··· Records to use ···

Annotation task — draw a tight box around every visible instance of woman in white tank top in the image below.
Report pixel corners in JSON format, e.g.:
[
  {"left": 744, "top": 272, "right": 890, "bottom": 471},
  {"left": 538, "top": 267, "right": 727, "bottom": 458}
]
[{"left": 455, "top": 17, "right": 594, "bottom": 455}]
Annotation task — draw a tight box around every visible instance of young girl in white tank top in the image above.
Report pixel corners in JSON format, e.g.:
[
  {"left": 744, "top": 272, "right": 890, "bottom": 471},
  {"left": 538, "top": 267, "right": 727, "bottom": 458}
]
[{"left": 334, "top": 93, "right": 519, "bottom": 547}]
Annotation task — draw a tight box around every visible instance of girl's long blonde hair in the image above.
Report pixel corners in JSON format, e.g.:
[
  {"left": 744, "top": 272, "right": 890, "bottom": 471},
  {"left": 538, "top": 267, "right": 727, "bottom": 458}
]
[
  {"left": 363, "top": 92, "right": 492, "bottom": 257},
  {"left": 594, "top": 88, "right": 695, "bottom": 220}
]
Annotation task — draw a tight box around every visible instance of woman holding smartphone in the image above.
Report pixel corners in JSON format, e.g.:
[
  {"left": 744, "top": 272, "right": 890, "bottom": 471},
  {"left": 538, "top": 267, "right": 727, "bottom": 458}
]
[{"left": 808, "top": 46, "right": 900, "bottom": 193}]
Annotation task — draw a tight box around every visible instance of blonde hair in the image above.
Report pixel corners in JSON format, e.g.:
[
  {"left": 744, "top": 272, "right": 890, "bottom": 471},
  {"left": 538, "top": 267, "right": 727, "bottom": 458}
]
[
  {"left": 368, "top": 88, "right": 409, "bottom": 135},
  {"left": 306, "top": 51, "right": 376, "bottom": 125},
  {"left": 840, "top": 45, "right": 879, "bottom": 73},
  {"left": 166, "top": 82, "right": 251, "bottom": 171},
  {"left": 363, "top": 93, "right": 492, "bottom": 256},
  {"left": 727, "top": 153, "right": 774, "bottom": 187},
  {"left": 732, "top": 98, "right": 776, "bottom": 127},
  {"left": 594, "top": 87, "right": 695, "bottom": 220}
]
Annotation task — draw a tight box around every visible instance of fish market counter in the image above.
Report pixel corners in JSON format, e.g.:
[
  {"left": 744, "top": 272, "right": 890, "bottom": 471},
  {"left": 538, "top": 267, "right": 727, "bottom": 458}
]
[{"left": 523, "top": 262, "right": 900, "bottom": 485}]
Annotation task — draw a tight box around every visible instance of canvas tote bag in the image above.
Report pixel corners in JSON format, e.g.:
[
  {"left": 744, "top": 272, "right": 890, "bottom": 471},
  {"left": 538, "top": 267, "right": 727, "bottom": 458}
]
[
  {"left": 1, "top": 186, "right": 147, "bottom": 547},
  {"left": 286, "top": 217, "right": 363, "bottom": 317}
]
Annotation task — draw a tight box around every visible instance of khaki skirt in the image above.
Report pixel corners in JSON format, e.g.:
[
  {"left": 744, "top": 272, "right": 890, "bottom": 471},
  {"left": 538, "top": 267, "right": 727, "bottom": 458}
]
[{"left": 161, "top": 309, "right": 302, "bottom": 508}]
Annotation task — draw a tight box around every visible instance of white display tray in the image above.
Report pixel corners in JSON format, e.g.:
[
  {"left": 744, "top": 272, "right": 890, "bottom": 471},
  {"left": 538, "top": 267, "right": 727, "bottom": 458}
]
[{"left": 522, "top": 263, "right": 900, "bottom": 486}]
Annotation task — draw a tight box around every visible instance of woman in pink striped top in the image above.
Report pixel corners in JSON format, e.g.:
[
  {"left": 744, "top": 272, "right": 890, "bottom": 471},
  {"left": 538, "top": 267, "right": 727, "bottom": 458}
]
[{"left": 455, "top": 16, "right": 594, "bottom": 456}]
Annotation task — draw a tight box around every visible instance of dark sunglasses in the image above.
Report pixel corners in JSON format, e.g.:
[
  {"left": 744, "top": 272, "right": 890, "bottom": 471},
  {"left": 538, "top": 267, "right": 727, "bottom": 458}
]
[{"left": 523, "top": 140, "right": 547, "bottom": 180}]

···
··· Records to use ···

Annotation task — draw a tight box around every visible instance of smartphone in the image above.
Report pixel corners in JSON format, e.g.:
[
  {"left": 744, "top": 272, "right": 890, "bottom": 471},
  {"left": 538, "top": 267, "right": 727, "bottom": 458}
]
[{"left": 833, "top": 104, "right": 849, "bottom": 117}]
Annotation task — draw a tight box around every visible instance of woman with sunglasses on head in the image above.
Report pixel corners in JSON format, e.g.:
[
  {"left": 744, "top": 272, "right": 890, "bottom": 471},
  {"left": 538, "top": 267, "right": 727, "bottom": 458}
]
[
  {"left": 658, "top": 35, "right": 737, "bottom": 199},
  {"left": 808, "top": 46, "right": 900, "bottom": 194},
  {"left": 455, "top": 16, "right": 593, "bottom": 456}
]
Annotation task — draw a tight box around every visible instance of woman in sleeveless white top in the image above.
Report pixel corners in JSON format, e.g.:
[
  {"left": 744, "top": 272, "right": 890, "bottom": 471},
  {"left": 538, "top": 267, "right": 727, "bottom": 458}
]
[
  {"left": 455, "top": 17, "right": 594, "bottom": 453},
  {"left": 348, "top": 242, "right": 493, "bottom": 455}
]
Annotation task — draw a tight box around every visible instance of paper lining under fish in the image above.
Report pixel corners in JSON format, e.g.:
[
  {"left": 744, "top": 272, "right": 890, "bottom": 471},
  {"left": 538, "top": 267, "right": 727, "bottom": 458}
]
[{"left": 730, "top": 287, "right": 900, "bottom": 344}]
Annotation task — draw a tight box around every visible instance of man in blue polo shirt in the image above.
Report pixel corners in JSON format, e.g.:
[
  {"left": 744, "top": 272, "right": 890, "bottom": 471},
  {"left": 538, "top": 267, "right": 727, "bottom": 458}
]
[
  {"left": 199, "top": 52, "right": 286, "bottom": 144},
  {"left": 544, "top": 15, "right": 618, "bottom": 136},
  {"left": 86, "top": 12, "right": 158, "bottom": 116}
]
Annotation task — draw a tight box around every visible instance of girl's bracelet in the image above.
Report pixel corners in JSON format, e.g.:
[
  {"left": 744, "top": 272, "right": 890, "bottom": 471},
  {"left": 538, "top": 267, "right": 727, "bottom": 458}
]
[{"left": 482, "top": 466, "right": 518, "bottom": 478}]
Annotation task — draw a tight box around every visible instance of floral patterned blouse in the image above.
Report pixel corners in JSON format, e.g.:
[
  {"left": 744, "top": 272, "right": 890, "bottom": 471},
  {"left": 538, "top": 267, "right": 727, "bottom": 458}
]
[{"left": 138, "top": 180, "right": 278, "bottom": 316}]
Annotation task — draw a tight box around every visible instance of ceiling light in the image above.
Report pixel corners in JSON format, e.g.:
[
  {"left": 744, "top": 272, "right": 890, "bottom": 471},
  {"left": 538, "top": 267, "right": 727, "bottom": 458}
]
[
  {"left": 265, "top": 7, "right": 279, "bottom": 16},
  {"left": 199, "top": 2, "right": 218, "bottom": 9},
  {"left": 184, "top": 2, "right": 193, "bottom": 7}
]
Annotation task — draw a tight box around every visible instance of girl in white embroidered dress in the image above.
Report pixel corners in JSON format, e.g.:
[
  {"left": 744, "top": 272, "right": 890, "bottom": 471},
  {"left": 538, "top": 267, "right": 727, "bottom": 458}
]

···

◆ **Your assignment**:
Show each line in the listing above that has "white".

◆ **Your solution**:
Annotation task — draw a tight box around every visible instance of woman in white tank top in the image below.
Annotation task — draw a tight box around every visible instance of young girl in white tank top in the image above.
Annotation task — draw a tight box around every visible instance of white display tray in the image above.
Annotation task — draw a tight box around every visible instance of woman in sleeveless white top in the image above.
Annotation task — draw a tight box around every visible instance of girl in white embroidered dress in the image above.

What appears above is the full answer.